- **EXERCISE DIRECTIONS**
Copy every line of the data that includes the string "side".

** Opening MATERIAL FOR THE TASK block **

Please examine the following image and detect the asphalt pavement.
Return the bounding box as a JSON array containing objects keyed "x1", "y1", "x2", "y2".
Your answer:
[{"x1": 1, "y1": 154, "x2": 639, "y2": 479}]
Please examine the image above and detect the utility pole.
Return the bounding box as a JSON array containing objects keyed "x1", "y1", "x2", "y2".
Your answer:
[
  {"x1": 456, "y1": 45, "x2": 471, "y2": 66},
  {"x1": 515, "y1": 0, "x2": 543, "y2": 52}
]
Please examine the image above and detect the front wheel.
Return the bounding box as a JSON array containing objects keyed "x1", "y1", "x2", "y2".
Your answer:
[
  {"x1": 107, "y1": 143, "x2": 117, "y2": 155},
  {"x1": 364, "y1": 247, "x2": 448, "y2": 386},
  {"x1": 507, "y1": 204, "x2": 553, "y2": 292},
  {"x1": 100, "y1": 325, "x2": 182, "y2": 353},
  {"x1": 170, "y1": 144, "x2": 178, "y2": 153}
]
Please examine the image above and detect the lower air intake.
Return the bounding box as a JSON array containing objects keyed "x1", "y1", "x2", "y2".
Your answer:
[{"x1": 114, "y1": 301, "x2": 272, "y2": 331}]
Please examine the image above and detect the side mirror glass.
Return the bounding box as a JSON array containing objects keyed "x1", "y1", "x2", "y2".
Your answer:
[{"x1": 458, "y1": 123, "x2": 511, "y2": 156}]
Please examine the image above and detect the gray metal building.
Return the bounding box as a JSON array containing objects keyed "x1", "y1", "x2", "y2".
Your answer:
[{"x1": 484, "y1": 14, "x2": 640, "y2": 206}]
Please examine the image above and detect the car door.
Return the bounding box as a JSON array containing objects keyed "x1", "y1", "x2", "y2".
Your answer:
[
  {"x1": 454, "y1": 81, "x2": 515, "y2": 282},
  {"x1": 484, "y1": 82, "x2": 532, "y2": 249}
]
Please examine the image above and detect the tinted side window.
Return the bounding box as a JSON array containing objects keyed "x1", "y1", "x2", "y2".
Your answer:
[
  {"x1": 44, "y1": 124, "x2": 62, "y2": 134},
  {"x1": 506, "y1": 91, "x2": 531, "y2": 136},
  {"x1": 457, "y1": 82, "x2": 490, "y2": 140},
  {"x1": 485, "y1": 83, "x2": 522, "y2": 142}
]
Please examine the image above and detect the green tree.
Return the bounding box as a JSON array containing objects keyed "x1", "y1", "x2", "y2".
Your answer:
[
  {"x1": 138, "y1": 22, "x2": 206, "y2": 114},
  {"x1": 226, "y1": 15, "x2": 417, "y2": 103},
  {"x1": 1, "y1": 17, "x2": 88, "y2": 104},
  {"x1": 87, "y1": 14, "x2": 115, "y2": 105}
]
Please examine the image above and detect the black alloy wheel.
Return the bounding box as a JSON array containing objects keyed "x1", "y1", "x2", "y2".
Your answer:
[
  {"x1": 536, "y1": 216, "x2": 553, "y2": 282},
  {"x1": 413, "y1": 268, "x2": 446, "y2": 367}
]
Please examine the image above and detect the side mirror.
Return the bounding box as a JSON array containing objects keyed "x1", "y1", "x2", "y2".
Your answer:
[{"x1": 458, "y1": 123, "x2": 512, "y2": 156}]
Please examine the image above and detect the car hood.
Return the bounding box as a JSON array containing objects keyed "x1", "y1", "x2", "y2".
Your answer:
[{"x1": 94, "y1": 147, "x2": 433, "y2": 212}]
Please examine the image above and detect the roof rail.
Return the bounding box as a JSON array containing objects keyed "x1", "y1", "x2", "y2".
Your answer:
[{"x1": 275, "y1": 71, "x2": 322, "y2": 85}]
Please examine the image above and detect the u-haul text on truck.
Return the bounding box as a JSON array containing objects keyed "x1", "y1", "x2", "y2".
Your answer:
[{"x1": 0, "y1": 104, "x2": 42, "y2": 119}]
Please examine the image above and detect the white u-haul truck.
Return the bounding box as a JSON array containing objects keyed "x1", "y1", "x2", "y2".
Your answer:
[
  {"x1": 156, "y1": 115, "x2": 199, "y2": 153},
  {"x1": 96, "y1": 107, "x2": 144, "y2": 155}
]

** Closing MATERIAL FOR THE TASK block **

- **OUTPUT FOR THIS EXERCISE**
Please examine the image above and detect the side mirror glass.
Please examine the image above and detect the tinted side window.
Please examine the image above and detect the side mirror.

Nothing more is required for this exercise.